The job doesn’t always go to the most experienced candidate

Queipo Market in Little Havana - MiamiThis anonymous interview is with an academic librarian who has been a hiring manager and a member of a hiring or search committee. This person hires the following types of LIS professionals:

Instruction/reference librarians
electronic resources librarians

This librarian works at a library with 0-10 staff members in a suburban area in the Midwestern US.

Approximately how many people applied for the last librarian (or other professional level) job at your workplace?

√ 25-75

Approximately what percentage of those would you say were hirable?

√ 25% or less

And how would you define “hirable”?

A combination of the right level of experience and prospective fit within the current team/system. The job doesn’t always go to the most experienced candidate – fit and specific skills can be important.

How are applications evaluated, and by whom?

Everything gets passed on to us (no HR pre-weed) and a hiring committee made up of professional library staff decides who to interview and ultimately hire.

What is the most common reason for disqualifying an applicant without an interview?

**PROVIDED DATA:**
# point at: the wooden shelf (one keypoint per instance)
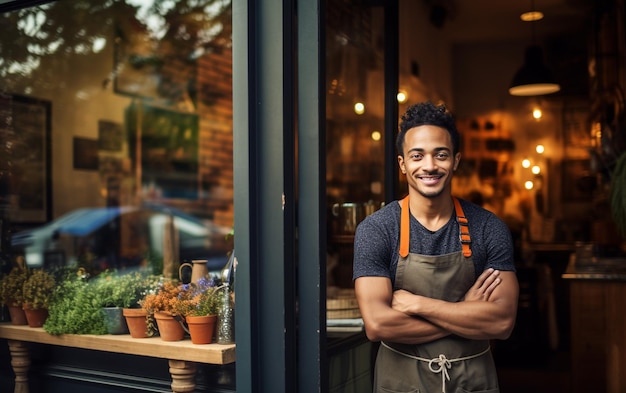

**WRITTEN TASK 1:**
In the librarian interview, who decides which applicants get interviewed and hired?
**WRITTEN TASK 2:**
Print the part of the librarian interview that runs from "Approximately what percentage" up to and including "without an interview?".

**TASK SOLUTION 1:**
A hiring committee made up of professional library staff.

**TASK SOLUTION 2:**
Approximately what percentage of those would you say were hirable?

√ 25% or less

And how would you define “hirable”?

A combination of the right level of experience and prospective fit within the current team/system. The job doesn’t always go to the most experienced candidate – fit and specific skills can be important.

How are applications evaluated, and by whom?

Everything gets passed on to us (no HR pre-weed) and a hiring committee made up of professional library staff decides who to interview and ultimately hire.

What is the most common reason for disqualifying an applicant without an interview?